┌────────
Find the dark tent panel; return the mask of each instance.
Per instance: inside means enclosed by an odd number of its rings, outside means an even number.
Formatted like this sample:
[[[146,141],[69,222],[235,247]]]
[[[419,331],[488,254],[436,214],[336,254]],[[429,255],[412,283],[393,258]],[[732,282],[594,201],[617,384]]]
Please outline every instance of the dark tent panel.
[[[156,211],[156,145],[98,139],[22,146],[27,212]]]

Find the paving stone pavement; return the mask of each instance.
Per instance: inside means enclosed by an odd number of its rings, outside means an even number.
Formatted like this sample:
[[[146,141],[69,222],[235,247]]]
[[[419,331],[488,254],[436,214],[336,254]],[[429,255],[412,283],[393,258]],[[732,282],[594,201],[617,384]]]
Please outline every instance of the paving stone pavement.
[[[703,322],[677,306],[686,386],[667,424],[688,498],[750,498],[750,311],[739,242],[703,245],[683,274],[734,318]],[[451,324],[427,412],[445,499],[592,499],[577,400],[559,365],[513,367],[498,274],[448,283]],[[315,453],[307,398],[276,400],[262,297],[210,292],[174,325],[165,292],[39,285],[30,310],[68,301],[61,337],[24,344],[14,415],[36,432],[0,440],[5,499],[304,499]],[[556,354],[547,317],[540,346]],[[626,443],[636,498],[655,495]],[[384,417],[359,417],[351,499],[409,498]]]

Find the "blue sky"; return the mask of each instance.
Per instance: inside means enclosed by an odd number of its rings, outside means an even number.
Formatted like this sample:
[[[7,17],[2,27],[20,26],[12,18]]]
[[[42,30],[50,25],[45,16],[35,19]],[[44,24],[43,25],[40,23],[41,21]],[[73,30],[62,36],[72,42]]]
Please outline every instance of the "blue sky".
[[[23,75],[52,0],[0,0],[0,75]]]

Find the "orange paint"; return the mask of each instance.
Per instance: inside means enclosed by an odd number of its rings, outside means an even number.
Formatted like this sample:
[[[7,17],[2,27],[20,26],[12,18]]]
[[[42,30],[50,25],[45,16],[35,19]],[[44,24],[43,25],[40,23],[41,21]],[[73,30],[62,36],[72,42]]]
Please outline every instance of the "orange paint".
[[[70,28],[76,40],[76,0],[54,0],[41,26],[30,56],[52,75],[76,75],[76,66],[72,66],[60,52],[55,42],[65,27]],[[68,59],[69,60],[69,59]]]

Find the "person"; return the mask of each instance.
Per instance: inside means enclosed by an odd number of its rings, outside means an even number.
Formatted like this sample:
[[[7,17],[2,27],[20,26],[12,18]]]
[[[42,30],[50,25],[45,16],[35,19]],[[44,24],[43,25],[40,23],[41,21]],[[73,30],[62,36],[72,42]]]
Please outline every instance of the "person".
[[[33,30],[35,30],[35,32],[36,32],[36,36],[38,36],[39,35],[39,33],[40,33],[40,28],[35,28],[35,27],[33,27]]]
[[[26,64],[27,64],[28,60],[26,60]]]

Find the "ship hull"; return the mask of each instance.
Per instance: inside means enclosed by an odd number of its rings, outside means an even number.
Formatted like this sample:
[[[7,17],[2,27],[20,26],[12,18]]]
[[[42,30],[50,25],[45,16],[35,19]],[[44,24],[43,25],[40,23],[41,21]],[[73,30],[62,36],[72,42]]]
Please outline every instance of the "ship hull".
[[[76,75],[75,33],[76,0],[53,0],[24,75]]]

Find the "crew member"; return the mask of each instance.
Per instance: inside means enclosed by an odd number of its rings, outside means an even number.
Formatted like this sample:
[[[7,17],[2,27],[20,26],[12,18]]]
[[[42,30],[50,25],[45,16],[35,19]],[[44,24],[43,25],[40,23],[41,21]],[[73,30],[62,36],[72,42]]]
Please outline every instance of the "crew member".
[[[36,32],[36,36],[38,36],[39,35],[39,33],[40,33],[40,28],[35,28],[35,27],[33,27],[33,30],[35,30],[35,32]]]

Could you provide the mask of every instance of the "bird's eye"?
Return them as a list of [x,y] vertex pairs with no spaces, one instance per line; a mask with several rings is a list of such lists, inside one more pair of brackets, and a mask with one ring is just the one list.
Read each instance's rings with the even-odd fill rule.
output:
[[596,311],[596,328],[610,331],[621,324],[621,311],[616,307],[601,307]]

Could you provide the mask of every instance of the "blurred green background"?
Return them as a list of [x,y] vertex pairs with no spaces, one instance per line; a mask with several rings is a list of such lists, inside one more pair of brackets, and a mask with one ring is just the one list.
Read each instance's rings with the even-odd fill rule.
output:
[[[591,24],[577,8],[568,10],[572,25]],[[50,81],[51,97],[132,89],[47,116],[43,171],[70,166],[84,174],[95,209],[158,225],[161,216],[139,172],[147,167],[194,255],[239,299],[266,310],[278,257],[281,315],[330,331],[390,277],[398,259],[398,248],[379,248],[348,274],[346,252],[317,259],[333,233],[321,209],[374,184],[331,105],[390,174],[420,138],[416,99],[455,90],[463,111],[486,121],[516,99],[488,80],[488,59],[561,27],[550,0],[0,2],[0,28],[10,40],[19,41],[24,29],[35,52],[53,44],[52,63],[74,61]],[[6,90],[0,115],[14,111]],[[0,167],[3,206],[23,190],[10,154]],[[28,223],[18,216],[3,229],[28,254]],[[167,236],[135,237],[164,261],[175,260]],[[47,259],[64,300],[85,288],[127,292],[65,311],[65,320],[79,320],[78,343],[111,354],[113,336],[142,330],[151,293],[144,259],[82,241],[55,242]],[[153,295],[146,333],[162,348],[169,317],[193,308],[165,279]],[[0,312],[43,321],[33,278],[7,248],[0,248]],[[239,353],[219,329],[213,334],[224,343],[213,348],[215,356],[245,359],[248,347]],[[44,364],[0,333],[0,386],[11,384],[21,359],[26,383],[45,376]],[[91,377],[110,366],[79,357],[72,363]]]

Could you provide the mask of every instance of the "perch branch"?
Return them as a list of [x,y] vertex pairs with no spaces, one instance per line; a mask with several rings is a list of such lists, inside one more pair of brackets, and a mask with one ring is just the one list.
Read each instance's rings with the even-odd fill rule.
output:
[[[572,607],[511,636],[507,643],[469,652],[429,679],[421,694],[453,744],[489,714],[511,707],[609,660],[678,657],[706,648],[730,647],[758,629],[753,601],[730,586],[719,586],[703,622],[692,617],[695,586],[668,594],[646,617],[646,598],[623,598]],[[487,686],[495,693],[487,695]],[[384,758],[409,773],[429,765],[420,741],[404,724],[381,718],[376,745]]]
└────────
### WORK REQUIRED
Quote the whole listing above, leaving nothing out.

### RESPONSE TO THE TASK
Find the dark tent panel; return the mask of each instance.
Per instance: inside means enclosed by an odd number of its rings, outside means an even number.
Formatted like this sample:
[[[146,141],[69,222],[235,247]]]
[[[419,331],[488,254],[436,214],[336,254]],[[429,255],[412,283],[393,258]],[[732,282],[594,201],[617,384]]]
Please outline every instance of the dark tent panel.
[[[156,211],[156,145],[98,139],[22,146],[27,212]]]

Find the paving stone pavement; return the mask of each instance.
Per instance: inside means enclosed by an odd number of its rings, outside means an even number.
Formatted like this sample:
[[[146,141],[69,222],[235,247]]]
[[[419,331],[488,254],[436,214],[336,254]],[[429,255],[412,283],[393,258]],[[732,282],[594,201],[617,384]]]
Please outline every instance of the paving stone pavement.
[[[703,322],[677,306],[686,386],[667,424],[688,498],[750,498],[750,311],[739,242],[703,245],[683,274],[734,318]],[[451,324],[427,412],[445,499],[592,499],[577,400],[559,365],[513,367],[498,274],[448,283]],[[315,453],[307,398],[276,400],[262,297],[210,292],[174,325],[165,292],[39,285],[30,310],[68,301],[61,337],[24,344],[14,415],[36,432],[0,440],[5,499],[304,499]],[[556,354],[547,317],[540,346]],[[626,443],[636,498],[655,495]],[[384,417],[359,417],[351,499],[409,498]]]

Find the "blue sky"; return the mask of each instance.
Per instance: inside means enclosed by an odd number of its rings, outside means an even number.
Formatted like this sample:
[[[7,17],[2,27],[20,26],[12,18]]]
[[[42,30],[50,25],[45,16],[35,19]],[[44,24],[43,25],[40,23],[41,21]],[[73,30],[62,36],[72,42]]]
Please outline every instance of the "blue sky".
[[[23,75],[52,0],[0,0],[0,75]]]

Find the "orange paint"; return the mask of each instance.
Per instance: inside means enclosed by an odd number of its rings, outside means an even number.
Formatted like this sample:
[[[7,17],[2,27],[20,26],[12,18]]]
[[[42,30],[50,25],[45,16],[35,19]],[[44,24],[43,25],[40,23],[41,21]],[[73,30],[62,36],[72,42]]]
Please outline every instance of the "orange paint".
[[[70,28],[76,40],[76,0],[54,0],[41,26],[30,56],[52,75],[76,75],[76,66],[72,66],[60,52],[55,42],[65,27]],[[68,59],[69,60],[69,59]]]

Find the "person"; return the mask of each instance.
Per instance: inside means enclosed by an odd number of its rings, outside means an even number.
Formatted like this sample:
[[[7,17],[2,27],[20,26],[12,18]]]
[[[42,30],[50,25],[45,16],[35,19]],[[44,24],[43,25],[40,23],[41,21]],[[73,30],[62,36],[72,42]]]
Please outline every instance of the "person".
[[[33,30],[35,30],[35,32],[36,32],[36,36],[38,36],[39,35],[39,33],[40,33],[40,28],[35,28],[35,27],[33,27]]]
[[[26,64],[27,64],[28,60],[26,60]]]

Find the "ship hull"; return the mask of each instance.
Per instance: inside means enclosed by an odd number of its rings, outside means an even number.
Formatted like this sample:
[[[7,17],[2,27],[20,26],[12,18]]]
[[[42,30],[50,25],[45,16],[35,19]],[[44,24],[43,25],[40,23],[41,21]],[[73,30],[62,36],[72,42]]]
Please outline every instance of the "ship hull".
[[[76,75],[75,33],[76,0],[53,0],[24,75]]]

Find the "crew member"; return the mask of each instance.
Per instance: inside means enclosed by an odd number of its rings, outside means an even number.
Formatted like this sample:
[[[7,17],[2,27],[20,26],[12,18]]]
[[[42,30],[50,25],[45,16],[35,19]],[[44,24],[43,25],[40,23],[41,21]],[[73,30],[62,36],[72,42]]]
Please outline every instance of the "crew member".
[[[36,32],[36,36],[38,36],[39,35],[39,33],[40,33],[40,28],[35,28],[35,27],[33,27],[33,30],[35,30],[35,32]]]

Could you provide the mask of every instance of the "bird's eye"?
Return them as a list of [x,y] vertex pairs with no spaces, one instance per line; a mask with several rings is a list of such lists, inside one more pair of brackets, and a mask with one ring is just the one list.
Read each instance's rings with the even-odd fill rule.
output:
[[596,311],[596,328],[610,331],[621,324],[621,311],[616,307],[601,307]]

Could you provide the mask of every instance of the "blurred green background"?
Return them as a list of [x,y] vertex pairs with no spaces, one instance per line; a mask with several rings is a list of such lists, inside one more pair of brackets, and a mask with one ring is just the one list.
Read each instance's rings with the even-odd fill rule.
output:
[[[591,24],[577,8],[568,10],[572,25]],[[50,81],[51,97],[132,89],[47,116],[43,171],[70,166],[84,174],[95,209],[158,225],[161,216],[139,172],[147,167],[194,255],[239,299],[266,310],[278,257],[281,315],[330,331],[390,277],[398,259],[398,248],[379,248],[348,274],[346,252],[317,259],[333,233],[321,209],[374,184],[331,105],[390,174],[420,138],[416,99],[455,90],[463,111],[486,121],[516,99],[488,80],[488,59],[561,27],[550,0],[0,2],[0,28],[10,40],[19,41],[24,29],[35,52],[53,44],[52,63],[74,61]],[[6,90],[0,115],[14,111]],[[0,167],[3,206],[23,190],[10,154]],[[28,223],[18,216],[3,229],[28,254]],[[167,236],[135,237],[164,261],[175,260]],[[47,259],[64,300],[85,288],[127,292],[65,311],[65,320],[79,320],[78,343],[111,354],[113,336],[142,330],[151,293],[144,259],[82,241],[55,242]],[[153,295],[146,333],[162,348],[169,317],[193,308],[165,279]],[[0,312],[43,321],[33,278],[7,248],[0,248]],[[239,353],[219,329],[213,334],[224,343],[213,348],[215,356],[245,359],[248,347]],[[44,364],[0,333],[0,386],[11,384],[21,359],[26,383],[45,376]],[[91,377],[110,366],[79,357],[72,363]]]

Could you provide the mask of every instance of the "perch branch"?
Return them as a list of [x,y] vertex pairs with no spaces, one instance per line; a mask with several rings is a list of such lists, inside one more pair of brackets, and a mask with one ring is just the one list.
Read each instance's rings with the even-odd fill rule.
output:
[[[572,607],[511,636],[507,643],[469,652],[429,679],[421,694],[453,744],[489,714],[511,707],[609,660],[678,657],[706,648],[730,647],[758,629],[753,601],[730,586],[719,586],[703,622],[692,617],[695,586],[668,594],[646,617],[646,598],[623,598]],[[487,686],[495,693],[487,695]],[[384,758],[409,773],[429,765],[420,741],[404,724],[381,718],[376,745]]]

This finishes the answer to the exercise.